<<<<
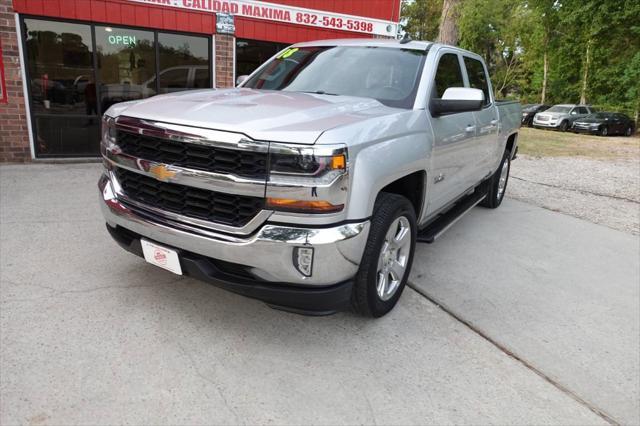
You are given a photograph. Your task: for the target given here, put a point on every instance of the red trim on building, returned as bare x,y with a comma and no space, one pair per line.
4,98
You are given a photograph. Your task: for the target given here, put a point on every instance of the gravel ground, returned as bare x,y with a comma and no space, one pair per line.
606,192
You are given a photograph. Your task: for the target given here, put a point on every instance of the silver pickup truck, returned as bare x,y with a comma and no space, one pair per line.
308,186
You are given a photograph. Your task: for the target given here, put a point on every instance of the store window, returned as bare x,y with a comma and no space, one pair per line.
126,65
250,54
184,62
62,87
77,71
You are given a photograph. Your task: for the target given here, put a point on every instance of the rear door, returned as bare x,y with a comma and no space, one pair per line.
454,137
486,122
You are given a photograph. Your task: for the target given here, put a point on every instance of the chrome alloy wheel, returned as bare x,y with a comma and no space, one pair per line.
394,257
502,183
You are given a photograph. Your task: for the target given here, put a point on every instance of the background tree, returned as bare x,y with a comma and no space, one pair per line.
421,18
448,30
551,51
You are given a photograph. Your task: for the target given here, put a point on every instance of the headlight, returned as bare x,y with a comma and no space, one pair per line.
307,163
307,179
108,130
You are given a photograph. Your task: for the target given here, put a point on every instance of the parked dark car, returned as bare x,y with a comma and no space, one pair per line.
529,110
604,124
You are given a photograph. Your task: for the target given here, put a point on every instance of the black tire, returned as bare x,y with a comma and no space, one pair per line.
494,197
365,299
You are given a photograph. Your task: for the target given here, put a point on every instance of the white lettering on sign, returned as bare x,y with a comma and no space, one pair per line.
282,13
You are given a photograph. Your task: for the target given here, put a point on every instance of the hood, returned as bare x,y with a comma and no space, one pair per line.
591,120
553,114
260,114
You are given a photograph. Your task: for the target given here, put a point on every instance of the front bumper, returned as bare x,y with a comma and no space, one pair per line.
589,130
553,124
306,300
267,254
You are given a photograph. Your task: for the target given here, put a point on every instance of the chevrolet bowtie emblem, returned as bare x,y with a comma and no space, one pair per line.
>>>>
Return the lines above unchanged, starting with the line that contains "of the front" and going on through the last line.

You are given a photograph. Your task: for the target given here, put a point on every instance of the front bumper, returned as bare x,y with a comma and no space, one pair per line.
589,130
553,124
306,300
267,254
You are given a photograph. Your task: for the target given here, put a point on every instance of the chevrolet bowtie emblem, returned as bare x,y with a comma and no space, one pair per line.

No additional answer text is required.